Items:
▼▼▼

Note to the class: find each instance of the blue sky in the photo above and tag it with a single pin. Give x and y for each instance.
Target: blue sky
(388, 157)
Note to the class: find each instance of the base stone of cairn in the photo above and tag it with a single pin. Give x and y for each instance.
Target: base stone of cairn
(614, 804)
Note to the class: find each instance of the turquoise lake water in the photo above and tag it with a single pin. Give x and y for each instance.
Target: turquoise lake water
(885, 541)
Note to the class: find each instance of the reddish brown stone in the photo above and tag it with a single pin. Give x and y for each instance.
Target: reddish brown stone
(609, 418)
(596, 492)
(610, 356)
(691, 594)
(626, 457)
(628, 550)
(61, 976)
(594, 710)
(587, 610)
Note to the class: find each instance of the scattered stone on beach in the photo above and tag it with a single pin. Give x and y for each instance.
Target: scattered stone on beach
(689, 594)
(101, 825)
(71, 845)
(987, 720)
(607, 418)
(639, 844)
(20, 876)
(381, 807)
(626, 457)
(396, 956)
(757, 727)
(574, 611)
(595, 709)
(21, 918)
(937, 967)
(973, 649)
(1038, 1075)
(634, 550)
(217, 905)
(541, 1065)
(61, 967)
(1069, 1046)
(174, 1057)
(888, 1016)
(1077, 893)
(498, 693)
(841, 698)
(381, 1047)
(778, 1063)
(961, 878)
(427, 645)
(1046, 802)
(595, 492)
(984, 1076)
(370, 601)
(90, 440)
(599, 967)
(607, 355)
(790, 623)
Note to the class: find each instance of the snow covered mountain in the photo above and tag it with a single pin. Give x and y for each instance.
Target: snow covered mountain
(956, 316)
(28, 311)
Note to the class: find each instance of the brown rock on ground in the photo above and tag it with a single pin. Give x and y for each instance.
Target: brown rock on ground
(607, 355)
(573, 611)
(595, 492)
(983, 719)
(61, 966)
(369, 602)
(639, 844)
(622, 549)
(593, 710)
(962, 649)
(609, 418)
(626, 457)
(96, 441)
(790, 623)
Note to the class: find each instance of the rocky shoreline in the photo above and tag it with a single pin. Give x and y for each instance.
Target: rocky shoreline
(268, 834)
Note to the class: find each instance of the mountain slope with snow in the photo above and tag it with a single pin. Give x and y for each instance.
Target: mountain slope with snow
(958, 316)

▲▲▲

What you need to do:
Reproduce all of the data above verbatim, line by line, from the first line to the last.

Final result:
Note to the class: find each instance of the blue sky in the photo above and tag it with a single pin. Give x and y for each instance.
Target: blue sky
(388, 157)
Note to the class: find each instance of the base stone of cairn in the photo above and tag it with a single pin. Give x and y for each instance.
Target: base stone of cairn
(614, 804)
Note to the class: find each instance of the turquoise lake water in the photo above and tag it with a single pin. Give x and y for each instance.
Target: turquoise lake water
(885, 541)
Note to the class: find each instance of the reddish brown stone in the photo above and tag it with a single pin. Give x and y for each instance.
Target: reddish brown stone
(609, 418)
(596, 492)
(610, 356)
(691, 594)
(626, 457)
(628, 550)
(61, 976)
(594, 710)
(587, 610)
Note to the class: find each instance of the scattered stone on beach in the photo above and tag it with a single pin. Give x and y for each instance.
Target: scattered stone on beach
(689, 594)
(101, 825)
(71, 845)
(987, 720)
(607, 418)
(639, 844)
(20, 876)
(381, 807)
(626, 457)
(396, 956)
(757, 727)
(574, 611)
(595, 709)
(21, 918)
(937, 967)
(973, 649)
(1038, 1075)
(634, 550)
(217, 905)
(541, 1065)
(61, 967)
(1069, 1046)
(174, 1057)
(888, 1016)
(1077, 893)
(498, 693)
(841, 698)
(381, 1047)
(778, 1063)
(961, 878)
(427, 645)
(1046, 802)
(595, 492)
(984, 1076)
(370, 601)
(90, 440)
(599, 967)
(607, 355)
(790, 623)
Note to the class: find each instance of the snow covered mountain in the photo above and tag it with a single pin. Give x and y for each instance.
Target: snow covered mountain
(956, 316)
(28, 311)
Note to the class: find each instance of the brown rock on ground in the photo above and tag it with a single pin. Give x and y for each instance.
Target: brown rock on ground
(607, 355)
(573, 611)
(595, 492)
(983, 719)
(61, 966)
(369, 602)
(639, 844)
(622, 549)
(593, 710)
(962, 649)
(609, 418)
(626, 457)
(96, 441)
(790, 623)
Note to the class: find each instance of the rocky shoreline in the photo above and tag it with a single pin. Give x and y for each instance.
Target: rocky shoreline
(268, 834)
Note to the class: find each instance of the mountain slope with snow in the photo above and tag it with a single pin. Give x and y for each instance.
Target: mountain slope with snow
(958, 316)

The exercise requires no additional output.